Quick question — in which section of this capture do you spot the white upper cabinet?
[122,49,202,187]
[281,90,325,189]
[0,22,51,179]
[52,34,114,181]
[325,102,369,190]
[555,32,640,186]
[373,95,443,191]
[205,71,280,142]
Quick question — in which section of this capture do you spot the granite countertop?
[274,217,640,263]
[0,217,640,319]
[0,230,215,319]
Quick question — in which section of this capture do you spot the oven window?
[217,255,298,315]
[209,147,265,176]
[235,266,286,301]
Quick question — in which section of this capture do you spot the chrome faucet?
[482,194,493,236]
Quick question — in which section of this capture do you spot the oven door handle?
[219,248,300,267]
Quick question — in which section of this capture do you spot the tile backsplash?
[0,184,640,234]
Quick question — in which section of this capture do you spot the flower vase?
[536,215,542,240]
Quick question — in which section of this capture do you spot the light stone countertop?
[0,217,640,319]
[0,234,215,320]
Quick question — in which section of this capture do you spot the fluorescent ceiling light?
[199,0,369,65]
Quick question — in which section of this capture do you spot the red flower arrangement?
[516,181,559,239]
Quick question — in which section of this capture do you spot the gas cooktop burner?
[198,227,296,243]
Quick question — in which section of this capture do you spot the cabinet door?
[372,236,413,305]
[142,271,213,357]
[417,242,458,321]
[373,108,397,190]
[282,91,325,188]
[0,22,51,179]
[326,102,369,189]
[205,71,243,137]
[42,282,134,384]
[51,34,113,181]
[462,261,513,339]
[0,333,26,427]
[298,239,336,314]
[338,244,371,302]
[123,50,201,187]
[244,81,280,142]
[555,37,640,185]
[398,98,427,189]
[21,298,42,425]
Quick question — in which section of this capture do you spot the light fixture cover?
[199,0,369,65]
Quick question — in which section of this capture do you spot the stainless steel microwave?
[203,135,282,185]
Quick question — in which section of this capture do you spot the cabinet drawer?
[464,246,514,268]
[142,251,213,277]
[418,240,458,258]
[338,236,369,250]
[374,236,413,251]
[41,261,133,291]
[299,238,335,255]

• **Given exercise**: Return, verbatim, the lines of the records above from the line containing "stainless steel microwave?" up to and including the final line of the records.

• **Solution for this exercise**:
Quick question — in which section of this capture do you spot the stainless steel microwave?
[203,135,282,185]
Quick question — in which section of this capture do you spot the cabinet drawer?
[464,246,514,268]
[142,251,213,277]
[418,240,458,258]
[338,236,369,250]
[374,236,413,251]
[41,261,133,291]
[299,238,335,255]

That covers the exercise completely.